**Material for this exercise:**
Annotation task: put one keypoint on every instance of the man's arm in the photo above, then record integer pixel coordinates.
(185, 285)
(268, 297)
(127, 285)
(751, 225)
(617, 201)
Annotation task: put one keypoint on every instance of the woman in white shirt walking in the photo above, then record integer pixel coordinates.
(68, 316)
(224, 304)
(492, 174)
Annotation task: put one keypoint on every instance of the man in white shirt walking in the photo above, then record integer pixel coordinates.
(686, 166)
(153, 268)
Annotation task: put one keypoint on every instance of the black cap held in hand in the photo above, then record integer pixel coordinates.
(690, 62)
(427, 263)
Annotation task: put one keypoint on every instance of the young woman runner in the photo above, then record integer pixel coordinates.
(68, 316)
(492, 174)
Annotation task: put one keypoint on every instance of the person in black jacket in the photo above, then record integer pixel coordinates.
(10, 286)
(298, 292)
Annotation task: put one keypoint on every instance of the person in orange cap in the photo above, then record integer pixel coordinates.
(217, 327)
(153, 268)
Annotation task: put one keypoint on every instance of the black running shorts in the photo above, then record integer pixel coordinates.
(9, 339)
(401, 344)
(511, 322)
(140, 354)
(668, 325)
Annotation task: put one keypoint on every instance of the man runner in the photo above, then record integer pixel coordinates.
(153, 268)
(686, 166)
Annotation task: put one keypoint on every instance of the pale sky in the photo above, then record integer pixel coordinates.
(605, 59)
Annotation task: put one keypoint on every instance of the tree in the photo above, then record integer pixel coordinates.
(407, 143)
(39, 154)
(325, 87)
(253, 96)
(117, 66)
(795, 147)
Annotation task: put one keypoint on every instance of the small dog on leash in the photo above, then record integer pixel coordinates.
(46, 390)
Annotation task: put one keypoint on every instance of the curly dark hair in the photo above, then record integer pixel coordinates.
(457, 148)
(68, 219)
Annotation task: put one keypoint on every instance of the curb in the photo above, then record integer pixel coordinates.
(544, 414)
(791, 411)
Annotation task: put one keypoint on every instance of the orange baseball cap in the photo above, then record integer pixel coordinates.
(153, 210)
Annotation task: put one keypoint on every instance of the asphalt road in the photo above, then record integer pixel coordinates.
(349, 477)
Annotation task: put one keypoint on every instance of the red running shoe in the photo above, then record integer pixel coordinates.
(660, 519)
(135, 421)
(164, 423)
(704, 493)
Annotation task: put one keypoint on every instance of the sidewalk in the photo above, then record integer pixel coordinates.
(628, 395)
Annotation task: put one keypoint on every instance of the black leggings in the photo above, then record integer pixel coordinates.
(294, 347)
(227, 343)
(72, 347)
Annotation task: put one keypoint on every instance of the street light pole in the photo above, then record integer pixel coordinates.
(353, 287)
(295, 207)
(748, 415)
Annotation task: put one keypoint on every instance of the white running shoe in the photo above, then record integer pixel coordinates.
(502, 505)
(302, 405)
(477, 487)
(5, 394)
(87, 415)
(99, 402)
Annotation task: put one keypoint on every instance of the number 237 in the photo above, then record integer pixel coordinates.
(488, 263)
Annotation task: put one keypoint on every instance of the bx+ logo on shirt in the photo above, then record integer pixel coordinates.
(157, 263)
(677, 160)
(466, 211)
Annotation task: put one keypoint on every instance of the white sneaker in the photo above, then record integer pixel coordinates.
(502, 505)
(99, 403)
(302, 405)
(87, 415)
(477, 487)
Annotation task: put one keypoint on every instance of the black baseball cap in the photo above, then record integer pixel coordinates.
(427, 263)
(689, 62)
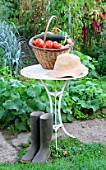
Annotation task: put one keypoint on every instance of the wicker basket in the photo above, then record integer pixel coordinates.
(47, 57)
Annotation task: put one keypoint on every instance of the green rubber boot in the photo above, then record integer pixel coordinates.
(35, 134)
(46, 126)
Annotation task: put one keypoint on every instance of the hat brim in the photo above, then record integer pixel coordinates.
(75, 72)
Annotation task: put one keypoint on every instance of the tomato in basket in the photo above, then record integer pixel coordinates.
(49, 44)
(56, 45)
(39, 42)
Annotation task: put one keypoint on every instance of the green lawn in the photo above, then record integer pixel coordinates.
(78, 156)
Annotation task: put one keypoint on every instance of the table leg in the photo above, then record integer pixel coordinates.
(57, 125)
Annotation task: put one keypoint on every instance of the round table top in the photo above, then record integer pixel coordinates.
(39, 73)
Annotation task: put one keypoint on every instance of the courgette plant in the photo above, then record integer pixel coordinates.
(11, 47)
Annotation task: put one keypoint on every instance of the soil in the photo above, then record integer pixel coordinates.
(87, 131)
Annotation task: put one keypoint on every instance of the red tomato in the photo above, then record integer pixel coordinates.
(56, 44)
(49, 44)
(33, 42)
(39, 42)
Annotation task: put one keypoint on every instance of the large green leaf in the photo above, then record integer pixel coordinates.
(13, 104)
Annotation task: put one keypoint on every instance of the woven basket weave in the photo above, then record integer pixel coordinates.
(45, 56)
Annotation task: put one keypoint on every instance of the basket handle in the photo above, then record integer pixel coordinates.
(48, 27)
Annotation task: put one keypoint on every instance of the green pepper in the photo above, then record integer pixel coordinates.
(63, 42)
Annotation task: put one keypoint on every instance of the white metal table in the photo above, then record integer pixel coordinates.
(39, 73)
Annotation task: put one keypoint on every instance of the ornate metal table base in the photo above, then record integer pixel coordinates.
(39, 73)
(58, 119)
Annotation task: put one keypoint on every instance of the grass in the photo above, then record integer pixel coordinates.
(72, 155)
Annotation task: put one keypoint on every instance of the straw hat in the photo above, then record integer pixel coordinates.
(67, 65)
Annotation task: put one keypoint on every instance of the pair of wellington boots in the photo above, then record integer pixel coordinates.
(41, 133)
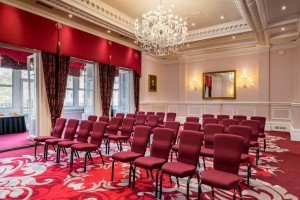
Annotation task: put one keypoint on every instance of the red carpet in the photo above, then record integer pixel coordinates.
(14, 140)
(24, 177)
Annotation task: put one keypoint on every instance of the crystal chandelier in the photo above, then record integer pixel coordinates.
(160, 31)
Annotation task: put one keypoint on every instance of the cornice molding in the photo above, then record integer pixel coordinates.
(229, 28)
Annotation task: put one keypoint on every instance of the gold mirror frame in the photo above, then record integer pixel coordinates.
(212, 98)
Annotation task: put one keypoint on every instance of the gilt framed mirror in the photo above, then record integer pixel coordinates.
(219, 85)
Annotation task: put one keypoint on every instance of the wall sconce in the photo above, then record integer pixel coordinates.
(195, 83)
(245, 81)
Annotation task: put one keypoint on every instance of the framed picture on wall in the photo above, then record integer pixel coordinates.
(152, 83)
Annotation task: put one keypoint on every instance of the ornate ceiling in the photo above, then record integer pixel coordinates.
(213, 25)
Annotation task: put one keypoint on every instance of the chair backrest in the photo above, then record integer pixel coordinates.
(192, 119)
(189, 147)
(162, 142)
(175, 127)
(130, 115)
(58, 127)
(191, 126)
(71, 129)
(209, 131)
(171, 117)
(254, 125)
(120, 115)
(140, 139)
(209, 120)
(229, 122)
(152, 121)
(227, 152)
(92, 118)
(98, 133)
(84, 130)
(114, 125)
(243, 131)
(240, 117)
(161, 117)
(127, 126)
(104, 119)
(140, 119)
(262, 121)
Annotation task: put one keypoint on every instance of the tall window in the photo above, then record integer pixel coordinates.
(6, 77)
(121, 92)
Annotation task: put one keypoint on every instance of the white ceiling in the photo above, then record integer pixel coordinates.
(203, 13)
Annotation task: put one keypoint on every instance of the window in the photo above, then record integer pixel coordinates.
(121, 95)
(6, 77)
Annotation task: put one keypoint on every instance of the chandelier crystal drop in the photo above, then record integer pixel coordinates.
(160, 31)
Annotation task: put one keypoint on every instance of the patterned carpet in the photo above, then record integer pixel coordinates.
(24, 177)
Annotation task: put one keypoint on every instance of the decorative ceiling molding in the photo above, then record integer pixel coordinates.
(229, 28)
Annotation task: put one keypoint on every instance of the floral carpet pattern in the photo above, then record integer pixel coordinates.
(22, 176)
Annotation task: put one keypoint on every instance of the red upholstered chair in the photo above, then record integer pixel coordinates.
(188, 156)
(192, 119)
(92, 118)
(55, 133)
(229, 122)
(140, 119)
(221, 117)
(227, 157)
(152, 121)
(159, 153)
(187, 126)
(209, 131)
(254, 125)
(130, 115)
(82, 137)
(171, 117)
(240, 118)
(69, 135)
(140, 140)
(124, 136)
(209, 120)
(245, 132)
(261, 133)
(94, 144)
(120, 115)
(104, 119)
(161, 117)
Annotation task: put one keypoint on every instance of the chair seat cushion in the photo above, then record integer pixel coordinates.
(43, 138)
(67, 144)
(84, 147)
(245, 158)
(219, 179)
(253, 143)
(175, 147)
(126, 156)
(261, 135)
(207, 152)
(118, 137)
(55, 141)
(149, 162)
(178, 169)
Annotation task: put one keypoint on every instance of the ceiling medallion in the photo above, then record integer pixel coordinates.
(160, 31)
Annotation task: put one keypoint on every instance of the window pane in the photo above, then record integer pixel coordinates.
(70, 82)
(5, 76)
(69, 98)
(6, 97)
(81, 82)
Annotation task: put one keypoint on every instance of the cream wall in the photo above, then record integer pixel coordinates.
(274, 93)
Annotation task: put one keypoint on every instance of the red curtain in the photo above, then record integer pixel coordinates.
(55, 74)
(107, 78)
(136, 87)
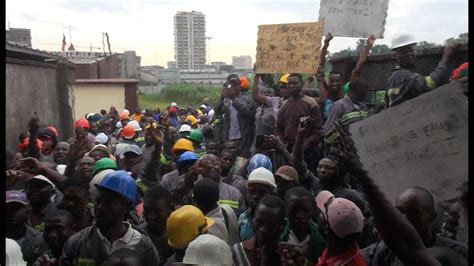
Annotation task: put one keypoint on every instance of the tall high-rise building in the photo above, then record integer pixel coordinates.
(190, 40)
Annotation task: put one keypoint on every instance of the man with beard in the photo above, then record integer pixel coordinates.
(94, 244)
(404, 83)
(261, 183)
(269, 222)
(158, 206)
(77, 201)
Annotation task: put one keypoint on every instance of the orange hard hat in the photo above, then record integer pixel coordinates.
(244, 83)
(124, 116)
(128, 132)
(82, 122)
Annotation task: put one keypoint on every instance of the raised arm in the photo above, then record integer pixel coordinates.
(363, 57)
(397, 232)
(255, 93)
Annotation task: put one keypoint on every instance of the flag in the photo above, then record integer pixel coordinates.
(64, 43)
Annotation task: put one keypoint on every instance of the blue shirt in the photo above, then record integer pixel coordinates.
(246, 230)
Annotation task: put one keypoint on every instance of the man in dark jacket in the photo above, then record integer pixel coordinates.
(404, 83)
(237, 111)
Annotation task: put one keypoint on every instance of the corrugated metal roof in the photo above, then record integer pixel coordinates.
(107, 81)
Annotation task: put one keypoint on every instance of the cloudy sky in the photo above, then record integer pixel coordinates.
(146, 26)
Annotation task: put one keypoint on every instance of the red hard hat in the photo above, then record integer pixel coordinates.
(55, 131)
(128, 131)
(82, 122)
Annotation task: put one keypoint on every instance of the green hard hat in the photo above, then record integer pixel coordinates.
(345, 88)
(196, 135)
(103, 164)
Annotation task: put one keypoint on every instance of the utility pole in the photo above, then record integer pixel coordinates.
(209, 38)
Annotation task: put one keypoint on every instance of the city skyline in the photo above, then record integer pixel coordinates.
(147, 26)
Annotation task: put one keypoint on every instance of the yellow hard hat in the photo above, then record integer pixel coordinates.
(182, 145)
(192, 119)
(185, 224)
(284, 78)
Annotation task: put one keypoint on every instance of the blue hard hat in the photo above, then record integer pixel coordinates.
(259, 160)
(120, 182)
(186, 157)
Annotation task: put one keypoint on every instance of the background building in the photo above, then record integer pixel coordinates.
(242, 62)
(19, 36)
(190, 40)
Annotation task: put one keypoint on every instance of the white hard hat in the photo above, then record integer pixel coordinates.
(185, 128)
(135, 125)
(401, 40)
(207, 249)
(262, 175)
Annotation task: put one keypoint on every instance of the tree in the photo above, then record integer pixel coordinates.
(227, 68)
(426, 45)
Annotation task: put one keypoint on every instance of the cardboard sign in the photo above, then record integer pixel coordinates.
(421, 142)
(288, 48)
(354, 18)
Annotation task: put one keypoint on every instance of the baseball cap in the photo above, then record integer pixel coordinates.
(16, 196)
(43, 178)
(185, 128)
(287, 173)
(101, 138)
(262, 175)
(131, 148)
(343, 216)
(207, 249)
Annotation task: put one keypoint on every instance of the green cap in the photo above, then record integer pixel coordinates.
(196, 135)
(103, 164)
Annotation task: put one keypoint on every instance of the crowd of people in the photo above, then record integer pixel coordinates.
(268, 175)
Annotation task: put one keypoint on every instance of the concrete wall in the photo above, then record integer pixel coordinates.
(37, 87)
(91, 98)
(378, 67)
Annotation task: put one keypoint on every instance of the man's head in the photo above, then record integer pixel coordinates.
(295, 84)
(17, 209)
(327, 169)
(206, 194)
(185, 224)
(58, 229)
(132, 156)
(417, 204)
(260, 183)
(358, 90)
(404, 47)
(211, 167)
(61, 152)
(299, 206)
(116, 193)
(123, 257)
(99, 151)
(342, 219)
(213, 147)
(335, 82)
(76, 196)
(269, 219)
(157, 206)
(39, 191)
(85, 165)
(285, 177)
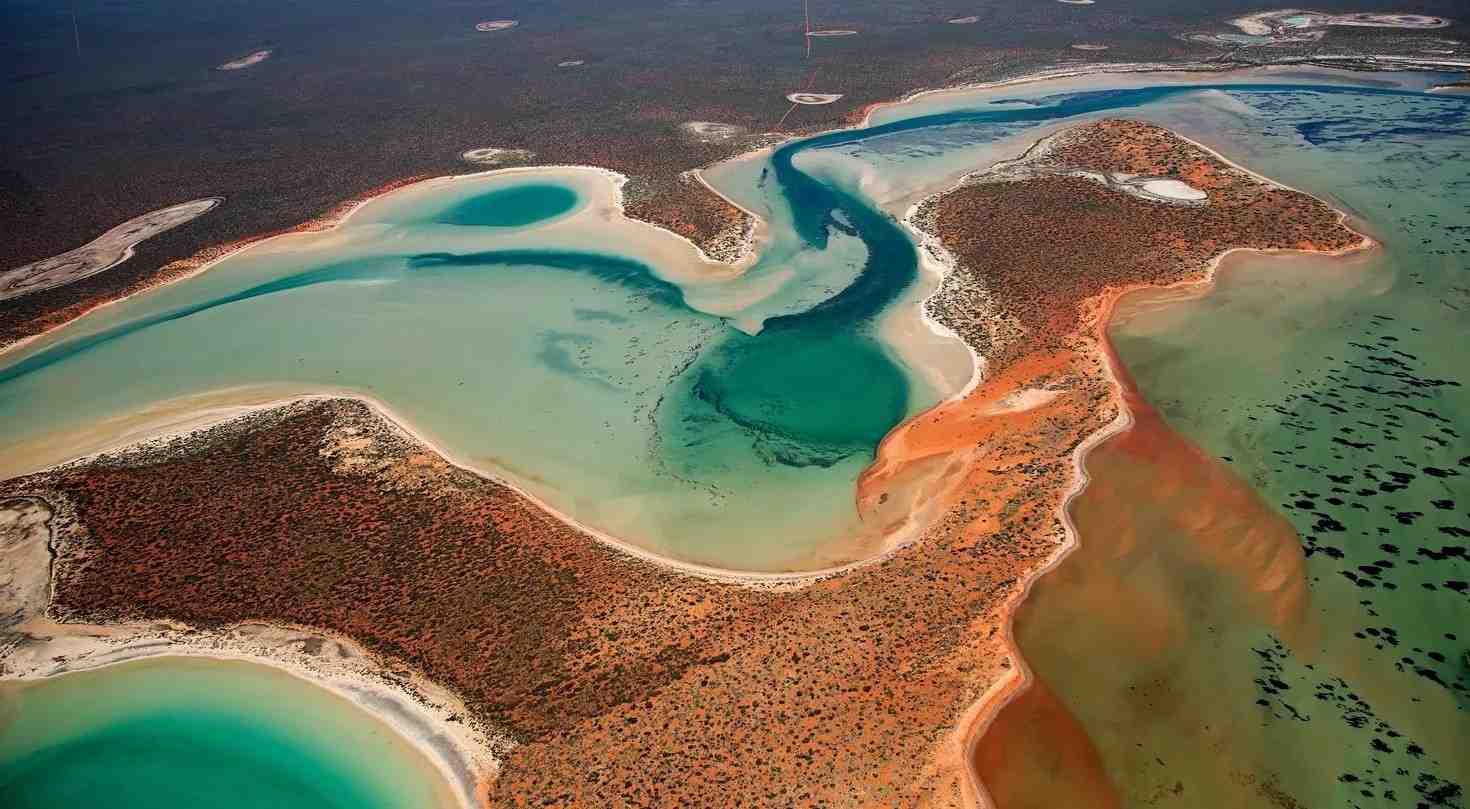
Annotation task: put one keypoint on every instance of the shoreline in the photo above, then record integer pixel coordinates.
(425, 717)
(1019, 678)
(462, 753)
(998, 695)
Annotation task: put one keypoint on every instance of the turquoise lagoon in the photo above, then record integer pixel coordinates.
(713, 417)
(194, 731)
(722, 418)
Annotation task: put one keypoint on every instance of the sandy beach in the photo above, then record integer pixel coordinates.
(922, 468)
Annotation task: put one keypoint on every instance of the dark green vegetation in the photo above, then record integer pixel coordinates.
(359, 94)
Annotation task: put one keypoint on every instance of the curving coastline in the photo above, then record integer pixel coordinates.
(1073, 147)
(1078, 458)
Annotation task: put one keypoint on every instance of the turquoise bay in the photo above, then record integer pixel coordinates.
(188, 731)
(515, 319)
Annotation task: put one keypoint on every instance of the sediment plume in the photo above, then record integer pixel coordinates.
(621, 681)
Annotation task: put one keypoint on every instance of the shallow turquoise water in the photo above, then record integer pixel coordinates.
(183, 731)
(716, 421)
(1341, 393)
(510, 208)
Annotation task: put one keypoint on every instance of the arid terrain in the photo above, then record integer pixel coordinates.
(622, 683)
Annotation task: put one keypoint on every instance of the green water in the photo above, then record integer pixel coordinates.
(518, 324)
(185, 731)
(1338, 390)
(510, 208)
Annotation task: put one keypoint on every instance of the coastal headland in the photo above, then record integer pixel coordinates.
(616, 680)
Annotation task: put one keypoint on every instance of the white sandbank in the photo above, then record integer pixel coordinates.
(246, 61)
(425, 715)
(102, 253)
(813, 99)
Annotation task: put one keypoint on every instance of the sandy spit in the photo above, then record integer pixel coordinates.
(34, 647)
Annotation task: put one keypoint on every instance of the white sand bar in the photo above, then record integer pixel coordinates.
(1173, 190)
(246, 61)
(105, 252)
(813, 97)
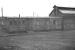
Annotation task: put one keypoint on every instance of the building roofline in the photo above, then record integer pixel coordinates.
(64, 8)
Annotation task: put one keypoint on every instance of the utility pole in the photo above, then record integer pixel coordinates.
(2, 12)
(2, 16)
(19, 15)
(33, 14)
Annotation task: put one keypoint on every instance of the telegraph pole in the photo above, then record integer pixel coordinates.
(2, 12)
(2, 15)
(19, 15)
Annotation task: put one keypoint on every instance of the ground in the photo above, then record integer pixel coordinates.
(53, 40)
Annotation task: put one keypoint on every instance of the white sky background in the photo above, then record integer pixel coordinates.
(27, 7)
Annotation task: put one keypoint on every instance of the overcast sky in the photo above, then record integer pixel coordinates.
(29, 7)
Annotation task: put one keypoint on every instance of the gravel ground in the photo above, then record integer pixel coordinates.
(58, 40)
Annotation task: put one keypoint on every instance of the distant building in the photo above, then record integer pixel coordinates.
(67, 14)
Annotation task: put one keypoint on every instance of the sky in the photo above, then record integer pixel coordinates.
(32, 8)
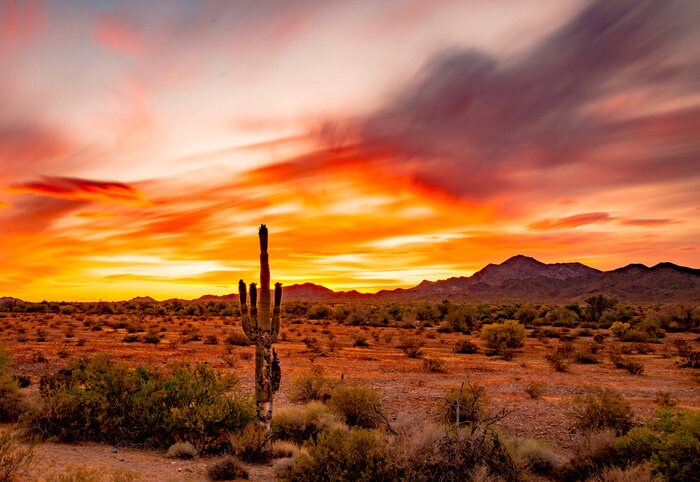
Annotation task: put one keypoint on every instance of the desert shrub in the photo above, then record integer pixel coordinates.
(357, 404)
(633, 473)
(411, 346)
(237, 338)
(11, 400)
(426, 454)
(627, 363)
(533, 455)
(228, 468)
(466, 347)
(300, 424)
(619, 329)
(15, 459)
(586, 357)
(665, 399)
(83, 473)
(557, 360)
(433, 365)
(181, 450)
(534, 390)
(690, 357)
(592, 453)
(357, 454)
(677, 455)
(501, 337)
(312, 385)
(468, 398)
(599, 409)
(103, 400)
(251, 444)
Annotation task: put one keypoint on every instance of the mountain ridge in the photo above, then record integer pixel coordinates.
(519, 278)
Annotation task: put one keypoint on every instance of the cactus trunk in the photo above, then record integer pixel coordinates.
(262, 329)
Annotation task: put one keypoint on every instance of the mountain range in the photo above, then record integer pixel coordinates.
(522, 278)
(519, 278)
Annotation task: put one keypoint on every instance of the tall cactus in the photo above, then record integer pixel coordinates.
(262, 330)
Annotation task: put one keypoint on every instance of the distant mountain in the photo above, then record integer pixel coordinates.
(143, 299)
(9, 299)
(519, 278)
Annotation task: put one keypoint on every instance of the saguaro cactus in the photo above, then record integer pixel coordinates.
(262, 329)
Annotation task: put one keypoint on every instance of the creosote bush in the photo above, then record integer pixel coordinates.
(11, 400)
(300, 424)
(501, 337)
(312, 385)
(357, 404)
(228, 468)
(601, 408)
(15, 459)
(103, 400)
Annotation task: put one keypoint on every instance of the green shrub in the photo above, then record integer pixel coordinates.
(15, 459)
(229, 468)
(501, 337)
(105, 401)
(533, 455)
(181, 450)
(466, 347)
(300, 424)
(11, 400)
(411, 346)
(357, 404)
(338, 455)
(433, 365)
(677, 455)
(469, 399)
(312, 385)
(601, 408)
(251, 445)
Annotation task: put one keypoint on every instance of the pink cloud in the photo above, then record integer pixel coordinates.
(119, 35)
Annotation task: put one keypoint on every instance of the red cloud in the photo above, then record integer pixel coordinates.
(571, 221)
(75, 189)
(119, 35)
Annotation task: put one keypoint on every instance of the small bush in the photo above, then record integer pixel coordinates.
(627, 363)
(534, 390)
(466, 347)
(251, 445)
(357, 404)
(533, 456)
(358, 455)
(181, 450)
(312, 385)
(599, 409)
(433, 365)
(15, 459)
(11, 400)
(300, 424)
(105, 401)
(501, 337)
(411, 346)
(228, 468)
(470, 400)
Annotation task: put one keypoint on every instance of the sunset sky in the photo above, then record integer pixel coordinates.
(382, 142)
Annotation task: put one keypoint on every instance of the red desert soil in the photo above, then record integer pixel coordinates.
(406, 389)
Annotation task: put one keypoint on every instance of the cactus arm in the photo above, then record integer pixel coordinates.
(254, 305)
(276, 312)
(245, 315)
(264, 306)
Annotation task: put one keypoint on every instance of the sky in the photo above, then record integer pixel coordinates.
(383, 142)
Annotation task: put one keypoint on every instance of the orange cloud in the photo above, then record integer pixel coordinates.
(571, 221)
(75, 189)
(119, 35)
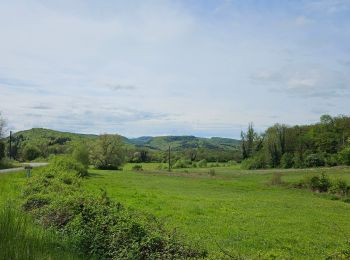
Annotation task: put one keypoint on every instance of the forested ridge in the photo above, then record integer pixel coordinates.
(326, 143)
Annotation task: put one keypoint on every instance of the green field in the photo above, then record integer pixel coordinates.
(236, 210)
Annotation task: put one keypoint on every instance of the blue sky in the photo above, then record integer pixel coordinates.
(204, 68)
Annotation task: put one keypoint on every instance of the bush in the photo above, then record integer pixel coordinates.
(212, 172)
(340, 187)
(30, 152)
(65, 163)
(314, 160)
(81, 154)
(298, 161)
(287, 161)
(276, 179)
(202, 163)
(232, 162)
(2, 150)
(344, 156)
(98, 227)
(108, 153)
(182, 164)
(137, 167)
(331, 160)
(7, 163)
(319, 183)
(257, 162)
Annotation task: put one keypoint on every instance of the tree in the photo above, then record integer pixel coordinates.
(2, 132)
(2, 126)
(109, 152)
(248, 141)
(2, 150)
(30, 152)
(81, 154)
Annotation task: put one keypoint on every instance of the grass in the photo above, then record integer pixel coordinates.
(235, 210)
(20, 237)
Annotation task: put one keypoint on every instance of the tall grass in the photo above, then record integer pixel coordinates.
(21, 239)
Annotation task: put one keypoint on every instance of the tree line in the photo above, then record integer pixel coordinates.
(326, 143)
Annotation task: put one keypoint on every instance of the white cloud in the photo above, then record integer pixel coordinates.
(141, 68)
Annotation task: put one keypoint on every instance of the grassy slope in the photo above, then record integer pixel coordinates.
(237, 209)
(41, 135)
(20, 238)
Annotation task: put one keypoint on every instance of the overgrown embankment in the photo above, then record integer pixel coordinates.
(95, 225)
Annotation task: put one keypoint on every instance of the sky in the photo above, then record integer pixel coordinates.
(181, 67)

**What to do:**
Reproduce the records above exactly, starting with the line that contains "Annotation task: put one keypoint on every instance of the bush" and ending with the last line.

**Exercise response:**
Annotation task: put one keypoint on every instance of the bush in the photo above, then record integer pixel coordinates.
(212, 172)
(340, 187)
(30, 152)
(65, 163)
(314, 160)
(81, 154)
(298, 161)
(287, 161)
(276, 179)
(202, 163)
(232, 162)
(2, 150)
(344, 156)
(98, 227)
(108, 153)
(182, 164)
(137, 167)
(331, 160)
(7, 163)
(319, 183)
(257, 162)
Annotation task: put one keypoint on every instance of the tree in the photo above, then record integer pixel coordinates.
(2, 132)
(2, 126)
(109, 152)
(248, 141)
(2, 150)
(30, 152)
(81, 154)
Annotation task: put one keypoint on every instance of the grass in the photo above, then record integer pixel coordinates.
(235, 210)
(20, 237)
Annotation task: put one keypoint on every instance of the tall grass in the photo above, then record integer pixel coordinates.
(21, 239)
Annotation task: put one keypoint on every instance of the tree line in the photo above, then record integer pixel coordinates.
(326, 143)
Annotation task: put one keypoint on every instance of the white cloud in the photo above, then record integer pixel coordinates.
(141, 68)
Annotation task: put one keypoint on every instance of the grassy slope in the photo above, then record integer pixel coordinates.
(237, 209)
(41, 135)
(20, 238)
Annotation task: put one keypoint on every instance of the overgrown embankment in the photo above, then record integer pixel coordinates.
(95, 225)
Annotation task: put one keypoint on every instance of the sky in the photo above, then record integer pixel coordinates.
(181, 67)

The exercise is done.